Слухи о прожорливых и развратных начальниках колхоза, эксплуатирующих своих рабочих, были постоянными.
Однако эти слухи неоднозначны. Согласно материалам, собранными заместителем секретаря райкома партии Козловым, местные газеты «Трактор» и «Удмуртская коммуна» утверждают, что Николай воровал колхозную собственность в виде мяса, муки и других продуктов, а также содержал свой скот на собственности колхоза в 1935 году. По словам Козлова в газетах «Трактор» и «Удмуртская коммуна» от 21 мая 1936 года, в ходе расследования выяснилось, что не все обвинения были обоснованными. Также было подмечено, что продукты питания, которые якобы воровал Николай, действительно использовались его женой для готовки в детские сады, а животные, находившиеся в собственности колхоза, были перемещены в сарай Николая в 1935 году. До сих пор остается непонятным, почему местные газеты нашли такие обвинения необоснованным. Маловероятно, что авторы статей были союзниками Николая. В документах не упоминается имя автора статьи в «Удмуртской Коммуне», однако автор статьи в газете «Трактор» известен. Это Илья Протопопов, который был открытым критиком Николая и имел к тому личную неприязнь.
В прямом противоречии с вышесказанным приводится статья руководителя райкома партии, который заявил, что все обвинения обоснованны письменными жалобами колхозов.
Такая противоречивая документов напоминает о необходимости сохранять здоровый скептицизм в вопросе, что такое правда, и иллюстрирует глубокие конфликты и противоречия советской жизни.
Жалобы колхозников
Были также жалобы на агрессивное поведение по отношению к колхозникам. Николай Ложкин был обвинен в использовании насилия, физического и словесного оскорбления колхозников. Избиения якобы были чаще всего использованы для наказания плохих работников.
К примеру, колхозники утверждают, что зимой 1935 года Николай Ложкин, совместно с бывшим бригадиром Серафимом Хохряковым, избил старшего караульного конюха Якова Протопопова за то, что он уснул на рабочем месте и позволил лошадям свободно бродить по хлеву. Из-за этого инцидента Серафим был отправлен под суд.
В ноябре 1935 году Николай Ложкин якобы избил старого сторожа Алексея Самойловича Ложкина, который ушел в кочегарку электростанции и уснул там. Согласно показаниям свидетелей, сторож ушел потому, что замерз, а смену ему не отправили. Найдя Алексея спящим, Николай, якобы пьяный, начал кричать проклятия и бить того по голове. Более того, он также якобы угрожал свидетельнице преступления Евдокии Ложкиной увольнением в случае распространения информации об увиденном.

§ **ПОСТАНОВКА ЗАДАЧИ A**: Воспроизведите без изменений фрагмент документа, начиная со слов «Жалобы колхозников» и заканчивая словами «отправлен под суд.».
Документ и строки между собой не связаны.

§ **ИСХОДНЫЕ ДАННЫЕ**:
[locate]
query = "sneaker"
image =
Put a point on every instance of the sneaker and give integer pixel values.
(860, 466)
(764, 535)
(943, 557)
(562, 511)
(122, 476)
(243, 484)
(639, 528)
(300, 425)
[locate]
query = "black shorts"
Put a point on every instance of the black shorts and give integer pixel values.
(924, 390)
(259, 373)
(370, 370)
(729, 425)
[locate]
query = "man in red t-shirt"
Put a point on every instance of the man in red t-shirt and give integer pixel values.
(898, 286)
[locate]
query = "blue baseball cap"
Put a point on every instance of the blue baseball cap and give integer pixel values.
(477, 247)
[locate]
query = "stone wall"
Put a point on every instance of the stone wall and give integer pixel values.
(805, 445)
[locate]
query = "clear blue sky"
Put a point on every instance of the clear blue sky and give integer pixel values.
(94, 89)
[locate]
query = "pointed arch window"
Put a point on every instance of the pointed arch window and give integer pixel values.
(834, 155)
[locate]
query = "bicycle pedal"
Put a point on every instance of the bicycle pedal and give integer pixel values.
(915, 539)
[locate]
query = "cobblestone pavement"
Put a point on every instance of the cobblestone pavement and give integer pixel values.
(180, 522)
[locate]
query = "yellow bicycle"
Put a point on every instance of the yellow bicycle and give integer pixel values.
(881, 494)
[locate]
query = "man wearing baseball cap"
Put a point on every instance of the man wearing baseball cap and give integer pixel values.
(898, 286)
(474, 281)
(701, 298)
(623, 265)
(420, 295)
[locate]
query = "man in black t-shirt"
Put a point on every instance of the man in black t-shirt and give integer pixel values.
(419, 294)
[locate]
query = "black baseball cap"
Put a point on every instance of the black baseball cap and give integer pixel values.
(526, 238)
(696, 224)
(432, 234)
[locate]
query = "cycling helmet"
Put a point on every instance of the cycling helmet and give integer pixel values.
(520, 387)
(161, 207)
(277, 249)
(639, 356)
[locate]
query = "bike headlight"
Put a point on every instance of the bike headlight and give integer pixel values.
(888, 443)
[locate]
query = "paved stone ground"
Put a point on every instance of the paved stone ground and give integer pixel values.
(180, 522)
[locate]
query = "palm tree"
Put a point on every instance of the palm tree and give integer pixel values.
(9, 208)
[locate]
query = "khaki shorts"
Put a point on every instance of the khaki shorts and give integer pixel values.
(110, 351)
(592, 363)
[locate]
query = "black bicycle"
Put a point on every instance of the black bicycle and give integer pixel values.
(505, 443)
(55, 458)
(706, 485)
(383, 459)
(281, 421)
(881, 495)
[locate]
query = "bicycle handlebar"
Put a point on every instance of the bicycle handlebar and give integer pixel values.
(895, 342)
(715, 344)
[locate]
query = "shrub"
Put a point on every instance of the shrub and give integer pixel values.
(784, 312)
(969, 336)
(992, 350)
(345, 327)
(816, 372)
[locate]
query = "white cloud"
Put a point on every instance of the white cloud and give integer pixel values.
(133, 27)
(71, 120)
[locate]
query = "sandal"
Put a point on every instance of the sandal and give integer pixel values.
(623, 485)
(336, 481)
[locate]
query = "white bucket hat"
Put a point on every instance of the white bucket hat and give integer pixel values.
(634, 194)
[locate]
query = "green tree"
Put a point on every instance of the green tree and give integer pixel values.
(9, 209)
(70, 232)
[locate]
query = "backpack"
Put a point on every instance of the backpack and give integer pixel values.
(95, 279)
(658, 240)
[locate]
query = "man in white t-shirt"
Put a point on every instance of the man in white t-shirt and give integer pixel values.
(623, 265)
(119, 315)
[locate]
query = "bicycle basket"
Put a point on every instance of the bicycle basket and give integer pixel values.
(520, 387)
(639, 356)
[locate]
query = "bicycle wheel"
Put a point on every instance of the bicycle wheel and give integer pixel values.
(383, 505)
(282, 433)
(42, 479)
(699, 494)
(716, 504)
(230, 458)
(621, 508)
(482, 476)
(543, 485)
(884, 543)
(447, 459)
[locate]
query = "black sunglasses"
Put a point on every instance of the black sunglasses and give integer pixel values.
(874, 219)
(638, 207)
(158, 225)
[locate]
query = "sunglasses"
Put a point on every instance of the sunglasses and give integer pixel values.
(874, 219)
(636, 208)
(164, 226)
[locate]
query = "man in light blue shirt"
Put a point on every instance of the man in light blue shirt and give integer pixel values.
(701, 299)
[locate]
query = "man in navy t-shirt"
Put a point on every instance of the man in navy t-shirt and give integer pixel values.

§ **ПОСТАНОВКА ЗАДАЧИ B**: Найдите и выпишите все строки выше, в которых встречается слово «blue», с учетом регистра букв.

§ **ОЖИДАЕМЫЙ ОТВЕТ A**:
Жалобы колхозников
Были также жалобы на агрессивное поведение по отношению к колхозникам. Николай Ложкин был обвинен в использовании насилия, физического и словесного оскорбления колхозников. Избиения якобы были чаще всего использованы для наказания плохих работников.
К примеру, колхозники утверждают, что зимой 1935 года Николай Ложкин, совместно с бывшим бригадиром Серафимом Хохряковым, избил старшего караульного конюха Якова Протопопова за то, что он уснул на рабочем месте и позволил лошадям свободно бродить по хлеву. Из-за этого инцидента Серафим был отправлен под суд.

§ **ОЖИДАЕМЫЙ ОТВЕТ B**:
query = "blue baseball cap"
Put a point on every instance of the blue baseball cap and give integer pixel values.
query = "clear blue sky"
Put a point on every instance of the clear blue sky and give integer pixel values.
query = "man in light blue shirt"
Put a point on every instance of the man in light blue shirt and give integer pixel values.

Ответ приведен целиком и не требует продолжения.